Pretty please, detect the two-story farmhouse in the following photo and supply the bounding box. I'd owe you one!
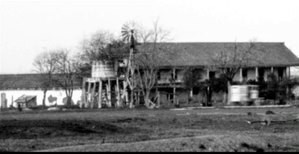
[82,42,299,108]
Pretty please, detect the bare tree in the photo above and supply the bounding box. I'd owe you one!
[32,51,57,108]
[51,49,80,107]
[123,20,171,108]
[135,44,160,108]
[210,41,258,104]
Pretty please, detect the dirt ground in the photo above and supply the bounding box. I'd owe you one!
[0,107,298,152]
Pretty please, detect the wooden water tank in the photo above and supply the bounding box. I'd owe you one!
[92,60,117,78]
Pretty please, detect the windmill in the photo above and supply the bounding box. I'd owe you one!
[121,21,140,71]
[121,21,138,49]
[120,22,140,108]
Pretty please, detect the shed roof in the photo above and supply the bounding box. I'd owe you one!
[15,95,36,103]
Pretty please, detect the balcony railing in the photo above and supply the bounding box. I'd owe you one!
[157,78,184,84]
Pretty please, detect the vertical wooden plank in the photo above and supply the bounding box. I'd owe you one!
[98,80,102,109]
[87,82,91,108]
[108,78,111,107]
[91,82,96,109]
[271,67,274,73]
[116,77,120,107]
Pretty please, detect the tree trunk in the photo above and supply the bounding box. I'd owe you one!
[129,90,134,108]
[136,91,140,106]
[227,81,231,105]
[222,92,227,104]
[207,87,213,106]
[144,91,151,108]
[66,96,72,107]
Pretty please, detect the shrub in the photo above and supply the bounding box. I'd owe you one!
[265,110,275,115]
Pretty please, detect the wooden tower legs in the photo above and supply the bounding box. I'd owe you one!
[98,80,102,108]
[82,78,123,109]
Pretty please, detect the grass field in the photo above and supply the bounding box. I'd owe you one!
[0,107,298,152]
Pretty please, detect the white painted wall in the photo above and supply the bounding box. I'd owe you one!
[0,89,82,108]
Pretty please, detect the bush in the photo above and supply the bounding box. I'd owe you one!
[265,110,275,115]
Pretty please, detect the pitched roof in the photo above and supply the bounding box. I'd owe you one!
[136,42,299,67]
[15,95,36,103]
[0,74,83,90]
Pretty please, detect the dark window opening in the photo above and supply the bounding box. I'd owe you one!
[209,71,215,79]
[258,68,265,82]
[242,68,248,79]
[157,71,161,80]
[278,67,284,79]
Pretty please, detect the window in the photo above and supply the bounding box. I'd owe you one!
[209,71,215,79]
[157,71,161,80]
[258,68,265,82]
[278,67,284,79]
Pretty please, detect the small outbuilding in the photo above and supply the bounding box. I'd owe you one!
[14,95,37,108]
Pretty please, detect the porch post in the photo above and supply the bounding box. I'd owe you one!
[207,68,210,80]
[91,82,96,109]
[172,68,176,104]
[116,77,120,107]
[190,88,193,98]
[86,81,91,108]
[255,67,258,82]
[271,67,274,73]
[239,68,243,82]
[107,78,111,107]
[173,86,176,104]
[172,68,176,81]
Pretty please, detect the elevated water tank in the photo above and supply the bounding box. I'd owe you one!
[91,60,117,78]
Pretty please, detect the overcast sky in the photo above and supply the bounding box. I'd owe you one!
[0,0,299,74]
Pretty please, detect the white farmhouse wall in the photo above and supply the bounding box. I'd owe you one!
[0,89,82,108]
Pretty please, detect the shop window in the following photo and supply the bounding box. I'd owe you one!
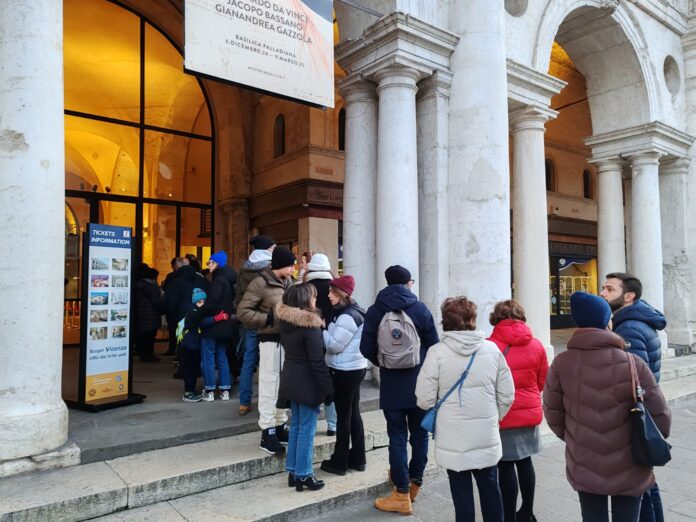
[273,114,286,158]
[583,169,594,199]
[545,159,556,192]
[338,108,346,151]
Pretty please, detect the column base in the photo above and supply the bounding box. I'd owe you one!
[0,442,79,479]
[0,401,68,461]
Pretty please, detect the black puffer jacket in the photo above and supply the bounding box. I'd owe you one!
[135,277,164,333]
[277,304,334,407]
[201,265,237,339]
[164,265,198,325]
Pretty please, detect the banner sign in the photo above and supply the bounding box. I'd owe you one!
[185,0,335,107]
[83,224,132,403]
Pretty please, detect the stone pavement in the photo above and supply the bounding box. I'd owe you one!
[306,399,696,522]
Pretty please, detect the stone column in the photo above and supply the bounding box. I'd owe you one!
[595,158,626,279]
[660,159,693,347]
[417,72,451,320]
[339,78,378,306]
[0,0,68,460]
[630,152,664,311]
[219,197,249,268]
[375,66,420,294]
[298,217,340,276]
[510,106,553,357]
[448,0,511,329]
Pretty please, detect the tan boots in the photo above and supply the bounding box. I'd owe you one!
[374,490,413,515]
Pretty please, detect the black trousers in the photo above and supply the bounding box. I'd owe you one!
[497,457,536,521]
[447,466,504,522]
[180,348,201,393]
[328,368,366,470]
[578,491,641,522]
[136,330,157,360]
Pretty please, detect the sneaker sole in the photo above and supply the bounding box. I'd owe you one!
[182,398,202,403]
[259,445,285,456]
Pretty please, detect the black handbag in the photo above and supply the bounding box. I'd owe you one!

---*---

◆ What you will do
A word-for-word copy of the data, without its pictures, is what is needed.

◆ Response
Pretty please, detect the two-story farmhouse in the following photo and supply the bounding box. I'd owe you one!
[82,42,299,108]
Pretty please, detect the bare tree in the photo above and supply the bounding box. I'd owe you one!
[32,51,57,108]
[51,49,80,107]
[123,20,171,108]
[135,44,160,108]
[210,41,258,104]
Pretty please, detect the dirt ground in the photo above and supply the bounding box. I'd owe you one!
[0,107,298,152]
Pretty please, detect the wooden water tank in the photo above and supply the bounding box. I'd owe you one!
[92,60,117,78]
Pretty please, detect the windmill in the photo above and supply the bounding box. I'd owe you one!
[121,21,140,71]
[121,21,138,49]
[120,22,140,108]
Pretty please, detect the shed roof in the photo above and supply the bounding box. I'd owe you one!
[15,95,36,103]
Pretty please, detect the balcony railing in the photo above and supply the bounding box. I'd owe you one!
[157,78,184,84]
Pretty please, detect the vertical wooden plank in the photo above and supply the bounding box. I'd owe you one!
[98,80,102,109]
[87,82,91,108]
[108,78,111,107]
[91,82,96,109]
[271,67,274,73]
[116,77,120,107]
Pretty please, detect the tree trunk in the photo above and supply the bounding box. I'd owe you one!
[129,90,134,108]
[136,91,140,106]
[227,81,231,105]
[222,92,227,104]
[207,87,213,106]
[144,91,151,108]
[66,96,72,107]
Pretty please, detect the shrub in the photo above and supply the bounding box. I'd owe you one!
[265,110,275,115]
Pretty please, detect the wooden tower legs in the photo above and supply the bounding box. I'd owe you one!
[98,80,102,108]
[82,78,123,109]
Pretty please, detect the grass field in the photo above and supply the bounding box. I'd owe you one!
[0,107,298,152]
Pretty please, detect the white painted wall in the photo above and supply the bounding box. I'd owe you one!
[0,89,82,108]
Pretty please, detect the bush in the photo above and supply the bounding box. I'd owe you one!
[265,110,275,115]
Pretty please, detect the pitched roof in the photo above and supply the bounding box. I'd owe you one!
[136,42,299,67]
[15,95,36,103]
[0,74,83,90]
Pretty please, detect the dark window opening in the photo above and supply the bounding box. I'd owe you one!
[209,71,215,79]
[258,68,265,82]
[242,68,248,79]
[157,71,161,80]
[278,67,284,79]
Pretty please, detect the window in the photo above and supply the bounding box. I'd owe you one!
[209,71,215,79]
[157,71,161,80]
[258,68,265,82]
[278,67,284,79]
Pretty please, detect the small outbuilding in the photo above and supply the bounding box. I'd owe you one!
[14,95,37,108]
Pretty please, detect the porch post in the photo above and supply the bounding box. I'd owe you one!
[207,68,210,80]
[91,82,96,109]
[172,68,176,104]
[116,77,120,107]
[190,88,193,98]
[86,81,91,108]
[255,67,258,82]
[271,67,274,73]
[239,68,243,82]
[107,78,111,107]
[173,86,176,104]
[172,68,176,81]
Pretty please, detect the elevated water tank in the photo above and supply the bounding box. I'd owe you one!
[91,60,117,78]
Pretty please, detect the overcast sky in the photo above and supply the bounding box. I'd owe you one!
[0,0,299,74]
Pretty please, detect the white farmhouse wall in the photo above and supply the bounding box. I'd owe you one!
[0,89,82,108]
Pretty please, detect the shop window in the following photo and supply the bounding box. I'd owe you one!
[273,114,286,158]
[583,169,594,199]
[545,159,556,192]
[338,108,346,151]
Pretty please, detect the column base in the photo above and supply the bounding box. I'd owe you one!
[0,442,79,479]
[0,401,68,461]
Pretty please, detect the black puffer jacket in the photo above and supply the bounding box. I'd owe you one!
[135,277,164,333]
[277,304,334,407]
[201,265,237,339]
[164,265,198,325]
Pretty please, detect the banner sign in the photo above and supply the bounding box. I'd owe you one!
[185,0,335,107]
[83,224,132,403]
Pretty please, detect the stone pavement in the photo above and supply the bounding box. I'd owe you one!
[306,399,696,522]
Pretty please, detect the stone column in the photo above and supply the bounding box. I'd owe you one!
[595,158,626,279]
[660,159,693,347]
[417,72,451,320]
[339,78,378,306]
[0,0,68,460]
[630,152,664,311]
[219,197,249,268]
[375,66,420,294]
[298,217,340,276]
[510,106,553,357]
[448,0,511,329]
Pretty please, detect the tan boots in the photo above and supply the bounding box. I'd owe you one!
[374,490,413,515]
Pretty please, detect the black trousers in the photo above and supply the bounding box. I'd owe you one!
[497,457,536,521]
[447,466,504,522]
[180,348,201,393]
[328,368,366,470]
[578,491,641,522]
[136,330,157,360]
Pretty please, detect the sneaker sole in the photo above and supply the bounding box. I'd owe you one!
[182,398,202,403]
[259,445,285,456]
Pretty please, detect the black handbag in the photo above and supply the bounding box. I'd owe you one!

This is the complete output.